▶ **Assignment**
Take the data below and filter it for lines containing the word "leaf"; show each line found.

▶ **Extracted information**
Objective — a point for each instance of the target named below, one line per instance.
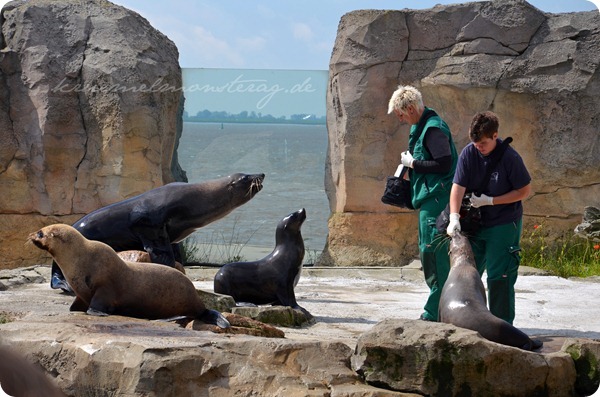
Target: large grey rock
(121, 356)
(89, 111)
(539, 72)
(438, 359)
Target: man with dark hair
(496, 244)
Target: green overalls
(431, 194)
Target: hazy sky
(272, 34)
(267, 34)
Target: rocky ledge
(120, 356)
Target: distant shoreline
(254, 121)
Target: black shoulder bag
(397, 190)
(470, 217)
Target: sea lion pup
(270, 280)
(19, 377)
(463, 302)
(158, 219)
(105, 284)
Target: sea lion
(270, 280)
(463, 302)
(105, 284)
(156, 220)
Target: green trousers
(433, 250)
(496, 250)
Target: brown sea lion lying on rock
(105, 284)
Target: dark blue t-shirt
(510, 174)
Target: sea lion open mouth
(256, 184)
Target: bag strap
(427, 114)
(400, 171)
(497, 156)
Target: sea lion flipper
(78, 305)
(214, 317)
(159, 247)
(94, 312)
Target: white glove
(480, 201)
(454, 224)
(407, 159)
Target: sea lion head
(49, 237)
(289, 227)
(461, 252)
(245, 185)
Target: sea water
(292, 157)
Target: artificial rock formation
(121, 356)
(439, 359)
(539, 72)
(90, 106)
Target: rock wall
(89, 113)
(539, 72)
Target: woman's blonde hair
(404, 96)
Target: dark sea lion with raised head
(156, 220)
(270, 280)
(463, 302)
(105, 284)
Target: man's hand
(480, 201)
(407, 159)
(454, 224)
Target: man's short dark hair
(484, 125)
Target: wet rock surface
(115, 355)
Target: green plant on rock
(565, 256)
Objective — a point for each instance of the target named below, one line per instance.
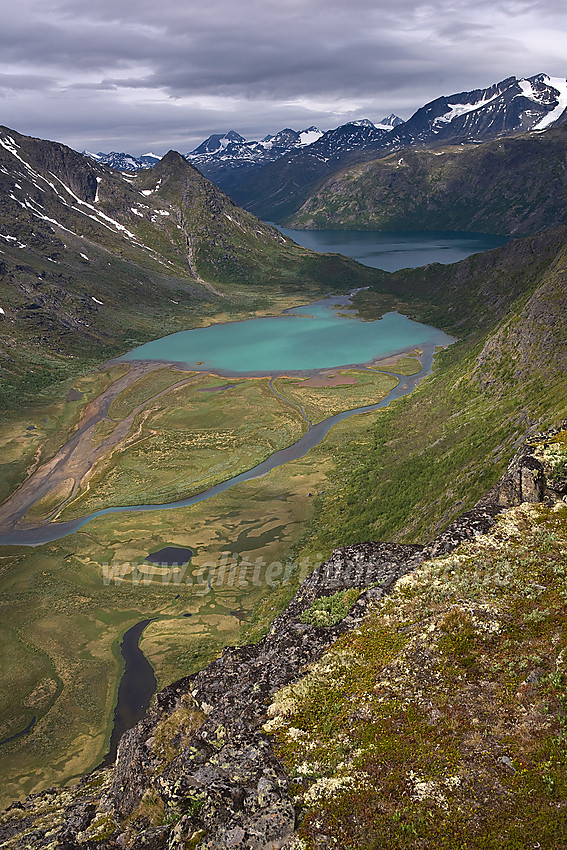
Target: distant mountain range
(125, 161)
(221, 153)
(94, 261)
(274, 176)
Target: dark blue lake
(398, 249)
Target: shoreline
(28, 535)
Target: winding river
(315, 433)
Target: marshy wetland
(146, 433)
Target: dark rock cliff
(199, 764)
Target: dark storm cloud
(132, 73)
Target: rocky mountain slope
(513, 185)
(509, 107)
(94, 262)
(406, 694)
(124, 161)
(230, 159)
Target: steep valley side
(513, 185)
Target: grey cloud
(185, 69)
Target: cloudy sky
(140, 75)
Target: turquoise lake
(303, 339)
(317, 337)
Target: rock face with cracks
(198, 771)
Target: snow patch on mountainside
(458, 109)
(560, 86)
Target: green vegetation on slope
(441, 721)
(94, 263)
(431, 455)
(509, 185)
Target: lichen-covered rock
(199, 771)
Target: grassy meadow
(65, 605)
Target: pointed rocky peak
(389, 122)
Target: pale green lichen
(453, 683)
(329, 610)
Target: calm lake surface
(396, 250)
(304, 339)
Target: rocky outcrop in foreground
(199, 771)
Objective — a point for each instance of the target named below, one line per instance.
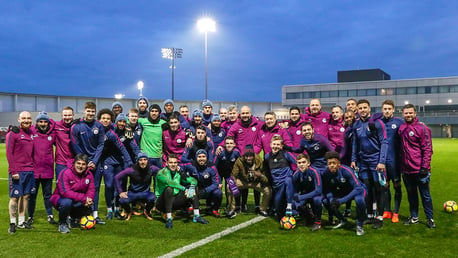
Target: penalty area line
(212, 238)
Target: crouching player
(175, 189)
(140, 176)
(209, 184)
(74, 193)
(340, 185)
(278, 164)
(308, 188)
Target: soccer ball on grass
(287, 222)
(87, 222)
(450, 206)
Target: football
(87, 222)
(450, 206)
(287, 222)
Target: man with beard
(168, 111)
(64, 153)
(217, 133)
(209, 183)
(176, 189)
(142, 106)
(151, 142)
(174, 138)
(207, 114)
(308, 188)
(340, 185)
(44, 139)
(114, 158)
(140, 177)
(369, 152)
(200, 142)
(336, 128)
(416, 152)
(248, 172)
(278, 165)
(317, 117)
(232, 116)
(267, 131)
(393, 173)
(316, 146)
(74, 193)
(19, 153)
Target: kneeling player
(140, 176)
(340, 186)
(175, 189)
(308, 188)
(279, 163)
(74, 193)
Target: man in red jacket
(74, 193)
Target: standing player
(369, 156)
(392, 125)
(142, 106)
(340, 185)
(232, 116)
(336, 129)
(278, 165)
(207, 114)
(19, 153)
(64, 153)
(151, 141)
(43, 164)
(225, 163)
(74, 193)
(416, 152)
(308, 188)
(317, 117)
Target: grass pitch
(142, 238)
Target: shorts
(24, 185)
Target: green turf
(142, 238)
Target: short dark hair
(103, 112)
(363, 101)
(409, 106)
(332, 155)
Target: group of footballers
(164, 160)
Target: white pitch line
(213, 237)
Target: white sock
(21, 219)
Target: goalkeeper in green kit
(176, 189)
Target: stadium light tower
(172, 53)
(140, 85)
(205, 25)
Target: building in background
(436, 99)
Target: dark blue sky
(99, 48)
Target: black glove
(423, 172)
(13, 128)
(372, 126)
(335, 204)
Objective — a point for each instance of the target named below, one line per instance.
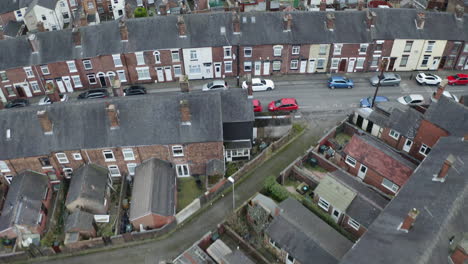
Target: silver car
(388, 79)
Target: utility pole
(383, 66)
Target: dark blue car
(366, 102)
(340, 82)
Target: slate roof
(259, 28)
(88, 182)
(443, 213)
(154, 189)
(448, 115)
(24, 200)
(84, 124)
(338, 195)
(79, 221)
(380, 158)
(305, 236)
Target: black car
(17, 103)
(94, 93)
(134, 90)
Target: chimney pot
(409, 220)
(45, 122)
(113, 115)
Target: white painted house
(52, 13)
(198, 63)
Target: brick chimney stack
(76, 37)
(123, 30)
(185, 115)
(45, 122)
(330, 21)
(287, 22)
(448, 163)
(113, 115)
(406, 225)
(420, 20)
(181, 26)
(440, 89)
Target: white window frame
(28, 71)
(62, 158)
(140, 58)
(72, 66)
(351, 161)
(131, 168)
(322, 203)
(128, 154)
(108, 151)
(176, 149)
(87, 64)
(77, 156)
(117, 60)
(394, 134)
(393, 187)
(182, 166)
(296, 49)
(45, 69)
(113, 168)
(353, 223)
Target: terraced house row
(218, 45)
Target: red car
(458, 79)
(284, 104)
(257, 105)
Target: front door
(266, 68)
(68, 85)
(351, 64)
(168, 72)
(303, 66)
(311, 66)
(258, 68)
(408, 144)
(160, 74)
(60, 85)
(217, 70)
(362, 172)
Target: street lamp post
(231, 179)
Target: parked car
(284, 104)
(446, 94)
(215, 85)
(411, 99)
(340, 82)
(260, 84)
(46, 100)
(458, 79)
(134, 90)
(94, 93)
(388, 79)
(15, 103)
(428, 79)
(367, 102)
(257, 105)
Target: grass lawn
(187, 192)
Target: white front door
(168, 72)
(217, 70)
(311, 66)
(408, 144)
(266, 68)
(160, 73)
(362, 172)
(258, 68)
(351, 64)
(68, 85)
(303, 66)
(60, 85)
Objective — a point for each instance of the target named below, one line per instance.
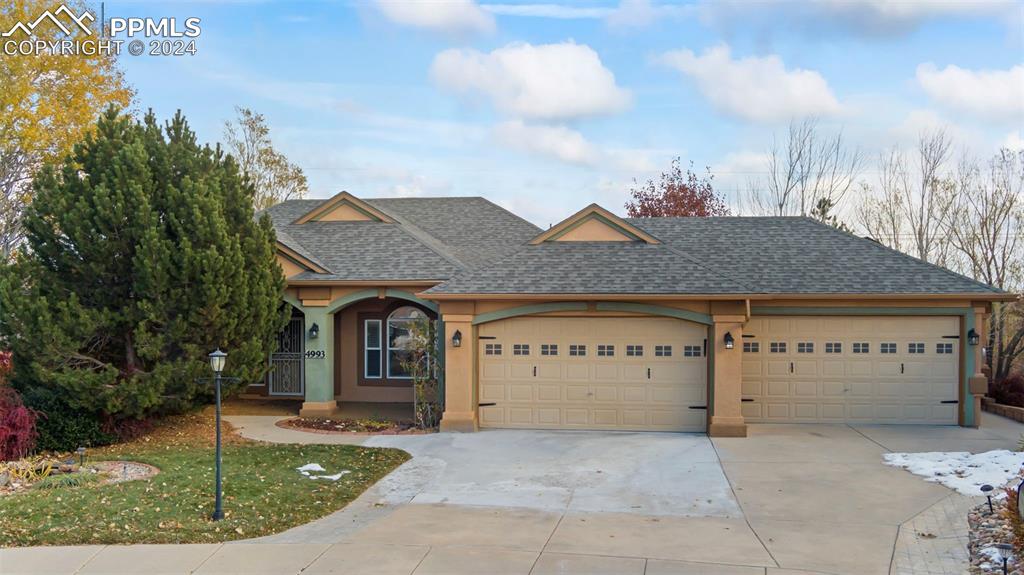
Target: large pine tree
(142, 256)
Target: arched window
(399, 342)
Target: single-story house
(602, 322)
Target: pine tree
(143, 255)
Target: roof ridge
(879, 245)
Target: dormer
(345, 208)
(594, 223)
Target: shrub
(17, 423)
(1009, 391)
(62, 428)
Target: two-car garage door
(593, 373)
(851, 369)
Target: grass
(263, 493)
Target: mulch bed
(350, 427)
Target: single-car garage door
(593, 373)
(852, 369)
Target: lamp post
(217, 364)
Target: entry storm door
(288, 363)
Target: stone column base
(318, 408)
(727, 427)
(460, 422)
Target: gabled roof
(604, 225)
(419, 238)
(715, 256)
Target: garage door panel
(636, 392)
(837, 385)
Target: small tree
(677, 194)
(421, 362)
(143, 255)
(274, 178)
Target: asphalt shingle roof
(432, 239)
(734, 255)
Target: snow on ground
(963, 472)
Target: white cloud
(544, 82)
(450, 16)
(989, 93)
(755, 88)
(855, 17)
(1014, 141)
(568, 145)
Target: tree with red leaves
(677, 194)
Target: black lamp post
(217, 359)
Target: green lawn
(263, 494)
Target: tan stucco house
(600, 322)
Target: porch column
(726, 412)
(460, 373)
(320, 400)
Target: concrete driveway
(807, 498)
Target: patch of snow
(304, 470)
(334, 477)
(961, 471)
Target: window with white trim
(400, 344)
(372, 349)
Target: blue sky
(545, 107)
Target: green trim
(528, 310)
(656, 310)
(968, 405)
(779, 310)
(402, 295)
(602, 219)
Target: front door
(288, 364)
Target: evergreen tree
(143, 255)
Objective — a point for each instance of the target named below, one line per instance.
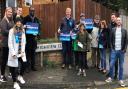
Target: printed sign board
(32, 28)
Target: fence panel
(51, 14)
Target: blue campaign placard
(32, 28)
(65, 37)
(89, 24)
(73, 36)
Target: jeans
(4, 59)
(67, 52)
(95, 56)
(82, 60)
(116, 65)
(117, 55)
(30, 55)
(103, 58)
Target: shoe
(115, 77)
(34, 69)
(70, 67)
(108, 80)
(84, 73)
(121, 82)
(10, 75)
(86, 67)
(27, 70)
(3, 79)
(20, 78)
(63, 66)
(104, 71)
(16, 85)
(79, 73)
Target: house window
(11, 3)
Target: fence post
(74, 6)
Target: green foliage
(49, 64)
(115, 4)
(50, 40)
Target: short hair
(104, 23)
(8, 8)
(114, 14)
(18, 7)
(31, 7)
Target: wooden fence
(124, 21)
(51, 14)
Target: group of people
(98, 40)
(18, 48)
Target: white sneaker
(121, 82)
(16, 85)
(108, 80)
(20, 78)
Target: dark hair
(114, 14)
(81, 24)
(18, 19)
(103, 22)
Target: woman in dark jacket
(102, 43)
(83, 45)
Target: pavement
(57, 78)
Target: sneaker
(63, 66)
(16, 85)
(3, 79)
(80, 72)
(20, 78)
(84, 73)
(70, 67)
(108, 80)
(121, 82)
(10, 75)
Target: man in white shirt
(118, 48)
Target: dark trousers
(82, 60)
(76, 58)
(67, 53)
(30, 54)
(95, 56)
(4, 59)
(115, 65)
(14, 72)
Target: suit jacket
(123, 39)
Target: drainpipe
(74, 7)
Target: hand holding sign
(32, 28)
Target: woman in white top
(16, 44)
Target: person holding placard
(32, 25)
(83, 45)
(66, 27)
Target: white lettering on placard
(49, 47)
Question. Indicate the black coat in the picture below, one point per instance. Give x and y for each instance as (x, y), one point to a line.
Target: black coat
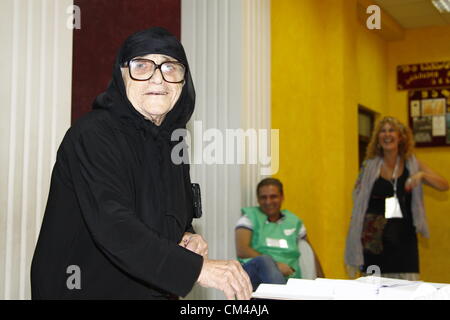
(118, 205)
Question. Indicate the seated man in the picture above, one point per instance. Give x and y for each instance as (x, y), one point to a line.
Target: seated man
(267, 238)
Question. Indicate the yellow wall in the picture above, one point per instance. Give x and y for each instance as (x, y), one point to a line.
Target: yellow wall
(325, 63)
(426, 45)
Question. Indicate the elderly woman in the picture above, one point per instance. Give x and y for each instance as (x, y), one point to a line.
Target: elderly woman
(119, 210)
(388, 207)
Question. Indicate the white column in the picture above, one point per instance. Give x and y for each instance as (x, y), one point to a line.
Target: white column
(228, 47)
(36, 64)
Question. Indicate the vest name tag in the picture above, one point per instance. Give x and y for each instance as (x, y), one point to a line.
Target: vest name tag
(278, 243)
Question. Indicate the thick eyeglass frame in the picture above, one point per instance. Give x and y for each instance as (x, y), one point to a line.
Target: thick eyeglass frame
(157, 66)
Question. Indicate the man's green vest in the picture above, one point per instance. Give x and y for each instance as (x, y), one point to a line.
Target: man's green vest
(276, 239)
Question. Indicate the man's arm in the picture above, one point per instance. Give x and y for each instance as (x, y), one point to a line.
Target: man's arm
(244, 249)
(319, 270)
(243, 244)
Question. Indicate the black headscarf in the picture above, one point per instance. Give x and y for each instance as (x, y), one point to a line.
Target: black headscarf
(155, 40)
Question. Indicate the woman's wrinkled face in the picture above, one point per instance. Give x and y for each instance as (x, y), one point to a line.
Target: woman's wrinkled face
(155, 97)
(389, 137)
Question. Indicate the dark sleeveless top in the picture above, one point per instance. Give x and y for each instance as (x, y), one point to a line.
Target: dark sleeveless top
(397, 250)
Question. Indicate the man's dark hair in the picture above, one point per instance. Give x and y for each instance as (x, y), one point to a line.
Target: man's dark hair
(269, 182)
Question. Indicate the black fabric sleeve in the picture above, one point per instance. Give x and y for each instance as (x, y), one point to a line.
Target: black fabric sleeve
(103, 188)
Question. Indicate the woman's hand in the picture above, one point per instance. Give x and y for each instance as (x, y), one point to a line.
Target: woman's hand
(195, 243)
(227, 276)
(413, 181)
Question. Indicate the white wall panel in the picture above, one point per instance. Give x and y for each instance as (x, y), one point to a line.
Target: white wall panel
(227, 43)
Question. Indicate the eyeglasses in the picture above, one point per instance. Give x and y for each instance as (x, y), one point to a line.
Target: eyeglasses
(141, 69)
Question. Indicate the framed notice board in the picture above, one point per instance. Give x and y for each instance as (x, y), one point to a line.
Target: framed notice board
(428, 86)
(429, 116)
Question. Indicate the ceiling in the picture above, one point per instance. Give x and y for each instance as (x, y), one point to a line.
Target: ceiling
(414, 13)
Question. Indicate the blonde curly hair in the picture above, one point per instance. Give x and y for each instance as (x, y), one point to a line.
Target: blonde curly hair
(405, 146)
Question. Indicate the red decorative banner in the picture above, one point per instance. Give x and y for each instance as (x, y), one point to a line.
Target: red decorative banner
(423, 75)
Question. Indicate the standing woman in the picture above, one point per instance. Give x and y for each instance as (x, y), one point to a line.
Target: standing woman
(388, 208)
(119, 210)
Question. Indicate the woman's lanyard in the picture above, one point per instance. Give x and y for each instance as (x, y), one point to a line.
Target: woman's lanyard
(394, 179)
(392, 206)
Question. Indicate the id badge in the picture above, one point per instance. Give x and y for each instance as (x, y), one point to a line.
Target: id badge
(392, 208)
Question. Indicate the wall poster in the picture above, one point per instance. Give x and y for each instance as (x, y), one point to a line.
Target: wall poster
(429, 116)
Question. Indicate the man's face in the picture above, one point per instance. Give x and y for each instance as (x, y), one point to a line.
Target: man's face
(270, 200)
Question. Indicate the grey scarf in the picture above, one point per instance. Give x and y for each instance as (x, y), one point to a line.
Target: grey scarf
(361, 195)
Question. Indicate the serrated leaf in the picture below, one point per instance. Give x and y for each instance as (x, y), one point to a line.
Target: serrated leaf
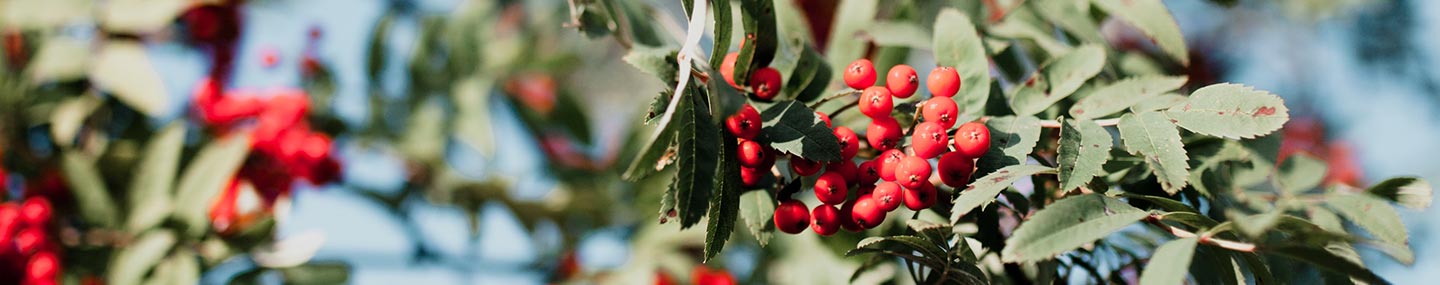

▶ **Written answer**
Question. Indicate the serrated leaf in the picture below, one point per instance. Give x and y for each instance as (x, y), one point to a line.
Target: serrated leaf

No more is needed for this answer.